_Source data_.
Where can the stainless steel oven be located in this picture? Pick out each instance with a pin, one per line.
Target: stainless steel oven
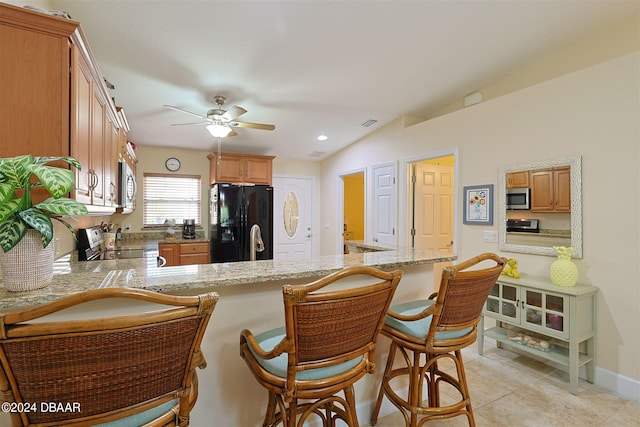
(127, 188)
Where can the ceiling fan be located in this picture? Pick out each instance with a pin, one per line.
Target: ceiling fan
(219, 122)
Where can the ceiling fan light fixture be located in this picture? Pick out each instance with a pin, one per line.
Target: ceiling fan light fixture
(218, 130)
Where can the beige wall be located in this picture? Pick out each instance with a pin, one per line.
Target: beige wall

_Problem to work on_.
The result should be every line of the data, reproduced exactly, with the images removed.

_Task solution_.
Where can the stainless steel oven be located in this picture? Pick out each instance with a pin, one per line.
Target: stainless steel oven
(127, 188)
Where can the ceiling fan be located in this picture? Pick out each instance with a pin, one per line.
Target: ceiling fan
(219, 122)
Where can the ceiling fan light fixture be located in this picture? Pick out each instance with a pin, one per line.
Target: ceiling fan light fixture
(218, 130)
Where can the beige wall be located in this picture? Pick out each instance with a pin, one per line.
Target: beige wall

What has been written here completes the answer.